__Text to read__
--- Begin ---

The so-called TaxPayers’ Alliance is the most inappropriately named organisation in British politics. The right-wingers connected to this front for rolling back the state, who are intent on disabling government, don’t seem to want to pay any tax. And it’s not much of an alliance when its niche is the millimetre between the rantings of the Adam Smith Institute and the ravings of the Institute of Economic Affairs – a couple of Margaret Thatcher’s favourites which, alas, are still with us.
I’m loathe to give the TaxPayers’ Alliance the satisfaction of fresh oxygen of publicity, except that I hear its bigwigs aren’t as thick-skinned as they pretend, resenting criticism of their campaign to let the devil take the hindmost which, in their ugly world, would be most of us who rely on public services.
I’ll grudgingly acknowledge that the organisation is very successful when it comes to winning publicity, which is what it does best, providing rent-a-quotes to any journalist unable to find an authoritative figure to give a comment when they’re trying to stand-up a story. Every response from the TaxPayers’ Alliance should carry a health warning, but its misleading title is all readers, listeners and viewers are given.
I’d love to see its accounts to discover who funds the outfit, so if you’re reading this and have access to a copy, please send them on. The backers aren’t the decent people I encounter at meetings on child poverty, housing or employment rights and I suspect they’re more likely to be at the Tory than the Liberal Democrat conference. So I hereby appeal for names and amounts.
But the slashers and burners calling themselves the TaxPayers’ Alliance are learning all publicity isn’t good publicity. Their unfounded criticism of initiatives to stop kids getting into trouble, such as organising street football on estates, has been exposed in the past. I remember hearing one of its mouthpieces being ridiculed on Radio Newcastle for criticising a community scheme. And I enjoyed on Radio 5 discovering that a young man in the studio condemning what he dismissed as useless degrees had studied philosophy. That explained why he was toiling for the TaxPayers’ Alliance instead of doing a proper job.
Where it’s really overstepped the mark, however, is the report published with the Institute of Directors demanding £50 billion of cuts.
That £50 billion championed by the unpleasant duo smacks to me of a round figure selected to work back from – big enough to earn a few headlines and include most of their favoured targets. So the axe would be swung for children’s centres, tax credits, education maintenance allowances, child benefit, jobs galore, rises in state pensions, building schools and increases in public sector wages. It was a right-wing wish list – the wet dream of an extremist imagining a world without rights and services getting in the way of employers hiring and firing without paying tax.

--- End ---

__Jobs__
- a) According to the opinion piece on the TaxPayers' Alliance, with which organization did it publish the report demanding £50 billion of cuts?
- b) Quote from the opinion piece on the TaxPayers' Alliance the passage that opens with the words containing "That £50 billion" and closes with "without paying tax.".
- c) Summarize the opinion piece on the TaxPayers' Alliance in two sentences.

__Items stored from a collection__
--- Begin ---

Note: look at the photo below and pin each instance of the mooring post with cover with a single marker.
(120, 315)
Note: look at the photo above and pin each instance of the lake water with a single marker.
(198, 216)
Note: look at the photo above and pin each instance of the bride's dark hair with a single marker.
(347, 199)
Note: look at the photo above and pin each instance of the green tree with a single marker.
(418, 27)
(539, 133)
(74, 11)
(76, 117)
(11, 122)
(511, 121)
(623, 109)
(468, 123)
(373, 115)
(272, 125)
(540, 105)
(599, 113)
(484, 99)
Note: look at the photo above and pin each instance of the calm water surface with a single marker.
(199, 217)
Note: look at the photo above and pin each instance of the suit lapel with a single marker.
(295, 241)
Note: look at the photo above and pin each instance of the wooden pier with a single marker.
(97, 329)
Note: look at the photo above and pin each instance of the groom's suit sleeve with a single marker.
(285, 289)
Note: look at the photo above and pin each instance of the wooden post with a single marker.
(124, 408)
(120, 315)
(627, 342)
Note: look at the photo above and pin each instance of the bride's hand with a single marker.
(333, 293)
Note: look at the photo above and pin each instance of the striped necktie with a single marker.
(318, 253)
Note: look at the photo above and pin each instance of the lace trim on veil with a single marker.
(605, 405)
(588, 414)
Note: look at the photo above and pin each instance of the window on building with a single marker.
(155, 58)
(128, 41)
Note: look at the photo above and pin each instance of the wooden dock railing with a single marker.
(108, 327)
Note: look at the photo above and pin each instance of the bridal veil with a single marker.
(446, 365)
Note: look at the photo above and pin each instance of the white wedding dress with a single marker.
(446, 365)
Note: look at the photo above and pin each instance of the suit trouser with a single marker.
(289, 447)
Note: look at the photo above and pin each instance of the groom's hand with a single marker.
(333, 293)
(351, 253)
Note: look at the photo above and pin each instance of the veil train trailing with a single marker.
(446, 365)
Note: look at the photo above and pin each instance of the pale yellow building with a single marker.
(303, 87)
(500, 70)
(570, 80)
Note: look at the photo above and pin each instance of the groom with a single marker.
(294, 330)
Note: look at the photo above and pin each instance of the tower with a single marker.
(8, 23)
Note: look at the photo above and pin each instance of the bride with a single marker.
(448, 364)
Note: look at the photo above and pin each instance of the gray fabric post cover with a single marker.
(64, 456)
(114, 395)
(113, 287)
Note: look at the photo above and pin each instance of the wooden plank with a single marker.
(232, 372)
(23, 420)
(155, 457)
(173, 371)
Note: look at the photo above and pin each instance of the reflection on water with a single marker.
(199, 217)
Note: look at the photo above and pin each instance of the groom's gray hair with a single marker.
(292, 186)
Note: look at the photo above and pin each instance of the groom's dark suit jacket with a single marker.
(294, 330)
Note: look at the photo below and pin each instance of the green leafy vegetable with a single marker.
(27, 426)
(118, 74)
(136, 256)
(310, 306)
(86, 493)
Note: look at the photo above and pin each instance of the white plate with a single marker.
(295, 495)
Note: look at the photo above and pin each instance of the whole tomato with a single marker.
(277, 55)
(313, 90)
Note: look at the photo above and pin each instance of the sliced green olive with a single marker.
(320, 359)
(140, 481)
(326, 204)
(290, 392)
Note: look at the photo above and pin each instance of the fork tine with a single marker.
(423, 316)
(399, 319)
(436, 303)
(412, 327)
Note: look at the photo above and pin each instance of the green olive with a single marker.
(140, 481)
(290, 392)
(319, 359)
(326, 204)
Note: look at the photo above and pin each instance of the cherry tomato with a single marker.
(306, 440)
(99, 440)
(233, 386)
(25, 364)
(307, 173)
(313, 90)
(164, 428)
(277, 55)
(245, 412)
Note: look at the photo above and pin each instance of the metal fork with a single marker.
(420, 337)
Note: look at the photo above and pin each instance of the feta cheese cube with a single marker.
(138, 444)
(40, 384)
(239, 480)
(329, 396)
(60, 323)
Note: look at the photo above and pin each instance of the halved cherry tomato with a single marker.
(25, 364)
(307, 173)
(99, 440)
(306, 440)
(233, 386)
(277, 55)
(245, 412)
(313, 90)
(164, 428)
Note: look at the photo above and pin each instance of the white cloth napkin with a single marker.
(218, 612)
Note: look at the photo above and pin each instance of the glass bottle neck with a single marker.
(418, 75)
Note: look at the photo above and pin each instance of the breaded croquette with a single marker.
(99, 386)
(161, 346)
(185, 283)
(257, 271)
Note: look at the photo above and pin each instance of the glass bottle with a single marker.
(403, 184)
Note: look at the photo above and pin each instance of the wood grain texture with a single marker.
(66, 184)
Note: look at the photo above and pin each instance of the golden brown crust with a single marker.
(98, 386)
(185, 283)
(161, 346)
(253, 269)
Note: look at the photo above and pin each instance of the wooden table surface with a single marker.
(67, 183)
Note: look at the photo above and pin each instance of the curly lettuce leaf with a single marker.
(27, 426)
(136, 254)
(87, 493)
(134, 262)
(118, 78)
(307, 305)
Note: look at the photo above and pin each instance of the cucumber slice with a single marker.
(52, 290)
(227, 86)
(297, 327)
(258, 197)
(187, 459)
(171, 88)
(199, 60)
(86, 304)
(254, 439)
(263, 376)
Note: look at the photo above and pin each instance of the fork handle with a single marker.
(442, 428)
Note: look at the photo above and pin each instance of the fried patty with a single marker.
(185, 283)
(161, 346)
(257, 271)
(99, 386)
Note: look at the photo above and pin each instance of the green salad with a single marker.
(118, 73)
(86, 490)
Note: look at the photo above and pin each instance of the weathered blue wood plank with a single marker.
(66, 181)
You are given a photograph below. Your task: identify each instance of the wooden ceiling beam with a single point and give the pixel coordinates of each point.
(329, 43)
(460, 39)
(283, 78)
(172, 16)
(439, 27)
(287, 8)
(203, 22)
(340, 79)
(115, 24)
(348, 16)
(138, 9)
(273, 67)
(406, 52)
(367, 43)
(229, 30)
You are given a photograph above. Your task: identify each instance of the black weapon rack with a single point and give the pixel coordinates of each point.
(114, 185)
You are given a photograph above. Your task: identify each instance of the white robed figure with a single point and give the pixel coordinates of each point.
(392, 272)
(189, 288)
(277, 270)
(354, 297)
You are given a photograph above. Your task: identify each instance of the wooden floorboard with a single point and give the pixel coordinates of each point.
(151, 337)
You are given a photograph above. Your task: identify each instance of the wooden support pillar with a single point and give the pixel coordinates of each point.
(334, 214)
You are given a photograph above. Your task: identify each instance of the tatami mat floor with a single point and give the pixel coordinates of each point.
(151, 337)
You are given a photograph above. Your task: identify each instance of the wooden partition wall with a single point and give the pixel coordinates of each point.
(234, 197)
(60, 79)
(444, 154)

--- End ---

__The replies__
- a) The Institute of Directors.

- b)
That £50 billion championed by the unpleasant duo smacks to me of a round figure selected to work back from – big enough to earn a few headlines and include most of their favoured targets. So the axe would be swung for children’s centres, tax credits, education maintenance allowances, child benefit, jobs galore, rises in state pensions, building schools and increases in public sector wages. It was a right-wing wish list – the wet dream of an extremist imagining a world without rights and services getting in the way of employers hiring and firing without paying tax.

- c) The writer condemns the TaxPayers' Alliance as a misnamed right-wing front for rolling back the state, one that excels mainly at supplying quotes to journalists and whose funders the writer asks readers to reveal. The writer argues that its report with the Institute of Directors demanding £50 billion of cuts, which would hit children's centres, tax credits, child benefit, state pension rises and public sector wages, amounts to a right-wing wish list.